++++ Document extract ++++

Abstract:
Land surface heterogeneities are important for accurate estimation of land-atmosphere interactions and their feedbacks
on water and energy budgets. To physically introduce
existing land surface heterogeneities into a mesoscale model, a
land data assimilation system was coupled with a mesoscale model
(LDAS-A) to assimilate low-frequency satellite microwave observations
for soil moisture and the combined system was applied in
the Tibetan Plateau. Though the assimilated soil moisture distribution
showed high correlation with Advanced Microwave Scanning
Radiometer on the Earth Observing System soil moisture
retrievals, the assimilated land surface conditions suffered substantial
errors and drifts owing to predicted model forcings (i.e.,
solar radiation and rainfall). To overcome this operational pitfall,
the Coupled Land and Atmosphere Data Assimilation System
(CALDAS) was developed by coupling the LDAS-A with a cloud
microphysics data assimilation. CALDAS assimilated lower frequency
microwave data to improve the representation of land surface
conditions, and merged them with higher frequency microwave
data to improve the representation of atmospheric conditions over
land surfaces. The simulation results showed that CALDAS effectively
assimilated atmospheric information contained in higher
frequency microwave data and significantly improved correlation
of cloud, distribution compared with the satellite observation. CALDAS
also improved biases in cloud conditions and associated
rainfall events, which contaminated land surface conditions in
LDAS-A. Improvements in predicted clouds resulted in better
land surface model forcings (i.e., solar radiation and rainfall),
which maintained assimilated surface conditions in accordance
with observed conditions during the model forecast. Improvements
in both atmospheric forcings and land surface conditions
enhanced land-atmosphere interactions in the CALDAS model, as
confirmed by radiosonde observations

++++ Record extracts ++++

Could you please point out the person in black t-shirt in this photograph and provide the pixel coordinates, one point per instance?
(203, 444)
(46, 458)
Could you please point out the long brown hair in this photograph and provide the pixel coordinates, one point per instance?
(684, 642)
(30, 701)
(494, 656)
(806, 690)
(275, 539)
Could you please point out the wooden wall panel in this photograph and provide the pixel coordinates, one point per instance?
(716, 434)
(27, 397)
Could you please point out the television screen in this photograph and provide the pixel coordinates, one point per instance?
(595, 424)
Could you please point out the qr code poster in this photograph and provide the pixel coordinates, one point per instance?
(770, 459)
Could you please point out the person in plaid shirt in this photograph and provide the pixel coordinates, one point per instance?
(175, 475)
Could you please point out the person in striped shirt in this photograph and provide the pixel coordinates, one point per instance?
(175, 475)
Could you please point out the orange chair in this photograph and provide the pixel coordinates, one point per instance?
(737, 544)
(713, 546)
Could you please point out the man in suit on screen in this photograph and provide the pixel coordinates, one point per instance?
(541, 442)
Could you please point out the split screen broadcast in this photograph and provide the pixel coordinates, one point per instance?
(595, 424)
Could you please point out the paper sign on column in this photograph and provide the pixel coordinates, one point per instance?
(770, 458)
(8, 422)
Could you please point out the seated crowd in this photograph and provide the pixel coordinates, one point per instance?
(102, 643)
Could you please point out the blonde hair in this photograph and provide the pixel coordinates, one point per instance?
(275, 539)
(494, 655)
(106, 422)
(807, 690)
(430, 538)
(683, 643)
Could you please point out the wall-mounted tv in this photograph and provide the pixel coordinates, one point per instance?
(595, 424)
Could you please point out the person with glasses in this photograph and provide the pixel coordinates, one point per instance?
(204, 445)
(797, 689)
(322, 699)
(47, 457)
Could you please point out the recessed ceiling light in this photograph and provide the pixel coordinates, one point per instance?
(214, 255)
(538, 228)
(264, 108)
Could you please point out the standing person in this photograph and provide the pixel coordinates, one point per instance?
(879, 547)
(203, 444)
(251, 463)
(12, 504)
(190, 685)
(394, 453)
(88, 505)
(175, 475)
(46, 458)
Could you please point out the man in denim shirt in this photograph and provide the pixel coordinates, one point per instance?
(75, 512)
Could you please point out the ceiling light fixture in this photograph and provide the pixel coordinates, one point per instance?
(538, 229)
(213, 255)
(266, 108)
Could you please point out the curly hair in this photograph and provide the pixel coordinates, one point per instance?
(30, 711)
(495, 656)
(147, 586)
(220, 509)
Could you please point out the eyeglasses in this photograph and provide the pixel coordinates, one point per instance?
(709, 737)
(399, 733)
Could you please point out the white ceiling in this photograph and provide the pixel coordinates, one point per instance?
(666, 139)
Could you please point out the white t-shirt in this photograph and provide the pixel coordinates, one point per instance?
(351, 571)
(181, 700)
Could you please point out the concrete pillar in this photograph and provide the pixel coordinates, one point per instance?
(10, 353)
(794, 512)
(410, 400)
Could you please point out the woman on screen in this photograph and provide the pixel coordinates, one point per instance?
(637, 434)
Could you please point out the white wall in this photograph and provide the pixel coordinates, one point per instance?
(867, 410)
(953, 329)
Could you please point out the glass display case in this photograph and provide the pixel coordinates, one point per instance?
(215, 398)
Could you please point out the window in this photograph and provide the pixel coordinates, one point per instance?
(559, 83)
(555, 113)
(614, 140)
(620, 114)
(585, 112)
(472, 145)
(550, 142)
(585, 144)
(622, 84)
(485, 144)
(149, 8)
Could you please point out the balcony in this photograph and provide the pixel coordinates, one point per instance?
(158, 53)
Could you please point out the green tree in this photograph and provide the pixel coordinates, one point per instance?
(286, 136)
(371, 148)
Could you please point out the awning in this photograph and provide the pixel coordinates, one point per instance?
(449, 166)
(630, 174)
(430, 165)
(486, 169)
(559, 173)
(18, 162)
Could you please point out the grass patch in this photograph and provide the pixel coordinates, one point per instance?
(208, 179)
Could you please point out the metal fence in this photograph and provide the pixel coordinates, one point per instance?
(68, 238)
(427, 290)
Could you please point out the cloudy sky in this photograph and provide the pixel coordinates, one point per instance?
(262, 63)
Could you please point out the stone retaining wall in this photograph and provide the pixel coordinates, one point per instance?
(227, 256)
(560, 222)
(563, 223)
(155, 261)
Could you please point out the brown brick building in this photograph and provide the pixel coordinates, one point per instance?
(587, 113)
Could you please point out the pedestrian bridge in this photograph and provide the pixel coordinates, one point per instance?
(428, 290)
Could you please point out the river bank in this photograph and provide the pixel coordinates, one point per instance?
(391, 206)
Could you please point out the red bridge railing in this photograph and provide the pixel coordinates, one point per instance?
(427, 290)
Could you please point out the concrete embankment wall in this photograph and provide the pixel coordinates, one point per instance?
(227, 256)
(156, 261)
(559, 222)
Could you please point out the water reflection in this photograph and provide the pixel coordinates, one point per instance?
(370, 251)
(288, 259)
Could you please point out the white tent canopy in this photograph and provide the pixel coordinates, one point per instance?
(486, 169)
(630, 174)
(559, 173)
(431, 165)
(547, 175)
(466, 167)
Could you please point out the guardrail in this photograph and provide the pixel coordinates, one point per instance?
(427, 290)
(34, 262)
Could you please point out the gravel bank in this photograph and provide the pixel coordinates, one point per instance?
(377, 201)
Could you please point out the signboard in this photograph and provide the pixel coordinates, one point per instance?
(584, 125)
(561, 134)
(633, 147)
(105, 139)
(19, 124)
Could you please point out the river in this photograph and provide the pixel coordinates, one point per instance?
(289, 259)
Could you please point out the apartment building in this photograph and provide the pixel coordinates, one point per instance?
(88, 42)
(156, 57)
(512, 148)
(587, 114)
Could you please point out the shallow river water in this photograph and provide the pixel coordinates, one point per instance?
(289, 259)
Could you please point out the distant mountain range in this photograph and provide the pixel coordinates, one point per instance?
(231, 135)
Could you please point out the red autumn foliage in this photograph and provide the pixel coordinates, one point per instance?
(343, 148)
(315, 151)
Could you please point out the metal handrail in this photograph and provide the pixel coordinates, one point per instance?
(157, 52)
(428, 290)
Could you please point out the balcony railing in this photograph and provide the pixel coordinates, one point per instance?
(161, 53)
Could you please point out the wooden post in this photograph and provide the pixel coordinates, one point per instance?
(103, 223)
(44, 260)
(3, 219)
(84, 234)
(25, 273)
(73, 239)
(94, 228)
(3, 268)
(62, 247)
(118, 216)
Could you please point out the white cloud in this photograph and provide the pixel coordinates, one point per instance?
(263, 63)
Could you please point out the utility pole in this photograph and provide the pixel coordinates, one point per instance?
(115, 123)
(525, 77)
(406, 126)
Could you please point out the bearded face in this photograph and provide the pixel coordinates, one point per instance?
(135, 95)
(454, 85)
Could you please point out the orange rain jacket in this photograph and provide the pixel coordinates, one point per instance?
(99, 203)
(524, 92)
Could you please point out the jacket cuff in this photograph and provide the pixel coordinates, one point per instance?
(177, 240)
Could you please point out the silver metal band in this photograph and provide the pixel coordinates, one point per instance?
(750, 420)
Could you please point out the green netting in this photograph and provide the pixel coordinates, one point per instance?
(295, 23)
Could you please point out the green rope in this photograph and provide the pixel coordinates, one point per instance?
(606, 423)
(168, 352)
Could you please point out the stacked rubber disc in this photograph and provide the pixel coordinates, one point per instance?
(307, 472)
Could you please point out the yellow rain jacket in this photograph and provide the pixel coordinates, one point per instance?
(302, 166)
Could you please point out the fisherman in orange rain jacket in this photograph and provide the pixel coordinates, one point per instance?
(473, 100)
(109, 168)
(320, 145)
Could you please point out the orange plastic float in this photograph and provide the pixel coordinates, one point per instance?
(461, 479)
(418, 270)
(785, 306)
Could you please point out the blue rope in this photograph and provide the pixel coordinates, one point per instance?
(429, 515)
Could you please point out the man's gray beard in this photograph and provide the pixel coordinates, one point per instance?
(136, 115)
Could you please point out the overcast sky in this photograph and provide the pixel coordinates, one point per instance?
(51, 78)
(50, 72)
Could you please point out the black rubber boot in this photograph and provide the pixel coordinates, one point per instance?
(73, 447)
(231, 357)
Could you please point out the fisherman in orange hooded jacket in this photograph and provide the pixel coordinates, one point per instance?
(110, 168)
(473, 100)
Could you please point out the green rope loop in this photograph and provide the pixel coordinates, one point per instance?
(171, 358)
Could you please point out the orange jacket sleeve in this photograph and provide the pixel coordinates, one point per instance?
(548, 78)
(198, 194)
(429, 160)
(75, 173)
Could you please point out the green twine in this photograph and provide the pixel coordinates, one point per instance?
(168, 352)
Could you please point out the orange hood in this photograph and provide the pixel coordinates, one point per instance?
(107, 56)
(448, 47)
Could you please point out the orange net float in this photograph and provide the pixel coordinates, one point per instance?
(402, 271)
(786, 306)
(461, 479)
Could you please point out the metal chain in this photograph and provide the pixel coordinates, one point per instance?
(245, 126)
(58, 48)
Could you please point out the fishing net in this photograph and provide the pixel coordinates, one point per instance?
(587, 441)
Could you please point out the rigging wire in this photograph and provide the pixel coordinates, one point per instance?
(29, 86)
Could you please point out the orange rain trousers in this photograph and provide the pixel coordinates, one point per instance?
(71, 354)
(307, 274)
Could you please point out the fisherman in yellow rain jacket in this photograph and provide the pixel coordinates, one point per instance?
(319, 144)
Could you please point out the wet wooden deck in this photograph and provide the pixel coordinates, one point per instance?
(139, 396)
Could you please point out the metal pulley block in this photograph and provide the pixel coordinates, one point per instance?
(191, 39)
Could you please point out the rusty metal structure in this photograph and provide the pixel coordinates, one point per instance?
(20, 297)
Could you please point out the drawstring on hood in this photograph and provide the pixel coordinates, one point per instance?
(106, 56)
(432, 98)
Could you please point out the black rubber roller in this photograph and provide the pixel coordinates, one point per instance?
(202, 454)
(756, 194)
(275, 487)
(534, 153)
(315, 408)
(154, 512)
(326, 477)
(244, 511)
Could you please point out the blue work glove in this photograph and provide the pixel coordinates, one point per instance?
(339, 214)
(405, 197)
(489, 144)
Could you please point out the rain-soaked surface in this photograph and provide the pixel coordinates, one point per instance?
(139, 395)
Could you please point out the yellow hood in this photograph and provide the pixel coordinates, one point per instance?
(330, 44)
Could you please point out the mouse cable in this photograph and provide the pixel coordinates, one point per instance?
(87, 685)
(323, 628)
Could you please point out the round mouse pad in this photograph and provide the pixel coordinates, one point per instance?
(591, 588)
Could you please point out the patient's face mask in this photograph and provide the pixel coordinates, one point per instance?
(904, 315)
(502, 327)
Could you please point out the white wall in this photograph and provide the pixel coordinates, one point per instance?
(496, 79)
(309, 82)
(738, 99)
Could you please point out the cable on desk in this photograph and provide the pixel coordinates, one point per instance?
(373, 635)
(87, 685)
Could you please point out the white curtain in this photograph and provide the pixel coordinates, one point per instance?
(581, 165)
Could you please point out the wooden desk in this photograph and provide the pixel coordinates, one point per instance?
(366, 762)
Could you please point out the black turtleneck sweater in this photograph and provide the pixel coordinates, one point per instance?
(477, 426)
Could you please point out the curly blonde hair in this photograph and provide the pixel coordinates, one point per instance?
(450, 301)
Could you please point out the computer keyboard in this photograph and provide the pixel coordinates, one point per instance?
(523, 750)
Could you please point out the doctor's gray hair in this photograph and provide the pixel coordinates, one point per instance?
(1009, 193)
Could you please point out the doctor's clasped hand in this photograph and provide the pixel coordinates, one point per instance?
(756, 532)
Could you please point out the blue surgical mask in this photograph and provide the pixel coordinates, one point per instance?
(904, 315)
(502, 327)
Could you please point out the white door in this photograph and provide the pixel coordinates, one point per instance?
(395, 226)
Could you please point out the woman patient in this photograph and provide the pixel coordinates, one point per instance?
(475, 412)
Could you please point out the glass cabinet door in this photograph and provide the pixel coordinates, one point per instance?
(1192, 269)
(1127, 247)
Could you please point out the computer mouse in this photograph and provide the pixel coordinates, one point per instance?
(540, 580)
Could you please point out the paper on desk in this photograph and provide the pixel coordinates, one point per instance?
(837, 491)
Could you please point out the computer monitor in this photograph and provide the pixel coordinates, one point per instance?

++++

■ **What is asked**
[a] According to the abstract, what was the LDAS-A coupled with to develop CALDAS?
[b] Say whether each statement agrees with the abstract, and quote the words that decide it: (i) The combined LDAS-A system was applied in the Tibetan Plateau. (ii) CALDAS used higher frequency microwave data to improve the representation of land surface conditions. (iii) Radiosonde observations confirmed the enhanced land-atmosphere interactions in the CALDAS model.
None of the items is needed to complete the tasks.

■ **Solutions to each task**
[a] A cloud microphysics data assimilation.

[b]
(i) Yes: "the combined system was applied in the Tibetan Plateau"
(ii) No: "CALDAS assimilated lower frequency microwave data to improve the representation of land surface conditions"
(iii) Yes: "enhanced land-atmosphere interactions in the CALDAS model, as confirmed by radiosonde observations"